Opinion Section from October 24, 2017

Let’s Get Out and Explore

By Kaylin Floyd

kaylin.floyd280@myci.csuci.edu

As we all know, our lives get pretty busy once we get back to school and start our late-night study sessions. Things can get pretty stressful, especially when it comes to midterms and papers that need to be turned in. But we all need that break to just relax and have a good time and forget about the 20-page paper that’s due next week.

There are so many things you can do on and off campus to take a break from that school life. There is the Recreation Center where you not only can work out, but also participate in clubs and intramural sports like volleyball, basketball, dodgeball, cheer, karate and dance.

Some sports clubs on campus are softball, Frisbee, soccer, lacrosse, flag football and tons more that you can be a part of and compete on the recreation fields every week. We also have clubs like surfing and cycling available on campus.

If you’re not into sports you can go hang out in the game room and play some pool, darts, foosball or catch up on some shows in the TV room or play video games.

If anything, you can also go to one of the main hubs of campus life, the Student Union. You can grab food, coffee, play pool, shuffleboard, air hockey, table tennis or listen to student musicians while you relax. Overall, it’s a casual and fun environment to hang out at on the weekend.

For food on campus, if you ever get tired of the Islands Café and need a change, there’s always Town Center on the eastern side of the CI campus across the bridge from the library. You can relax and hang out with your friends while you enjoy all the dining options like Tortillas Grill and Cantina, Pizza 3.14, Town Center Market (which has a deli and a Freudian Sip) and a restaurant called Dumplings that will soon be opening up and be serving boba tea.

Now, when you just need to totally get off of campus and get some fresh air, there is always the Channel Islands Boating Center which is only 30 minutes away and it includes kayaking, sailing and stand up paddle boarding which are free to all students.

If you’re one who wants to have a good time on a Friday or Saturday night, Brendan’s or The Tavern is the place to go. They have dancing, music, pool tables and a bar for those who are 21 years old and over.

Now if you’re not into the nightlife that is perfectly fine. There are always fun things to do during the day, like visiting the farmers market on the corner of Santa Clara Street and Palm Street in downtown  on Wednesdays and Saturdays.

If you visit Ventura Harbor they have many shops on Main Street for you to purchase souvenirs. They also have the Majestic Ventura Theatre, which is a historic live music venue that presents music concerts, a variety of shows and movie showings.

If you’re into art there is the City of Ventura Municipal Art Collection on Poli Street in Ventura. If you’re interested in doing more than just looking at art you can also partake in a class at the Bells Art Factory located on N. Ventura Avenue. It has over 30 local art studios and they are open on every first Friday from 6-9 p.m.

If you’re the adventurous type, there are plenty of hikes for you to venture out on. You can always visit the Ventura River Parkway which has parks, open space and trails. Some trails that are very popular are the Ventura River Trail and the Los Padres National Forest Ranger Station.

The Ventura River Trail runs from Main Street in Ventura’s historical downtown to Foster Park. Overall, it is 5.5 miles inland. On this trail you can see natural and industrial heritages, such as a wall of sedimentary layers exposed by the Ventura River, as well as active and abandoned industrial sites and an operating oil derrick.

● Set of tasks:
**a.** Set down the opinion piece word for word, starting with "As we all know, our" and going on through "available on campus.".
**b.** List the dining options at Town Center that the opinion piece names.
The material after the opinion piece plays no part in this.

● Data:
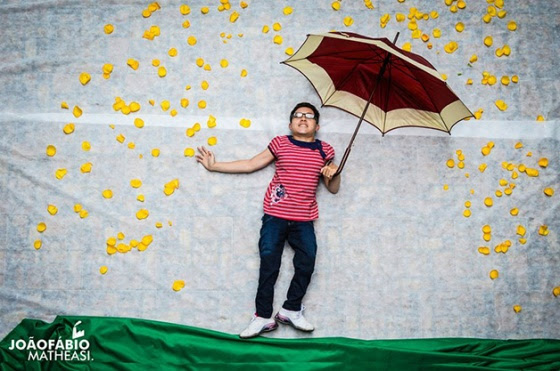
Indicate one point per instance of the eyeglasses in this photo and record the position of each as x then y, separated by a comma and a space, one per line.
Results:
299, 115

● Responses to the tasks:
**a.**
As we all know, our lives get pretty busy once we get back to school and start our late-night study sessions. Things can get pretty stressful, especially when it comes to midterms and papers that need to be turned in. But we all need that break to just relax and have a good time and forget about the 20-page paper that’s due next week.

There are so many things you can do on and off campus to take a break from that school life. There is the Recreation Center where you not only can work out, but also participate in clubs and intramural sports like volleyball, basketball, dodgeball, cheer, karate and dance.

Some sports clubs on campus are softball, Frisbee, soccer, lacrosse, flag football and tons more that you can be a part of and compete on the recreation fields every week. We also have clubs like surfing and cycling available on campus.

**b.** Tortillas Grill and Cantina, Pizza 3.14, Town Center Market, Dumplings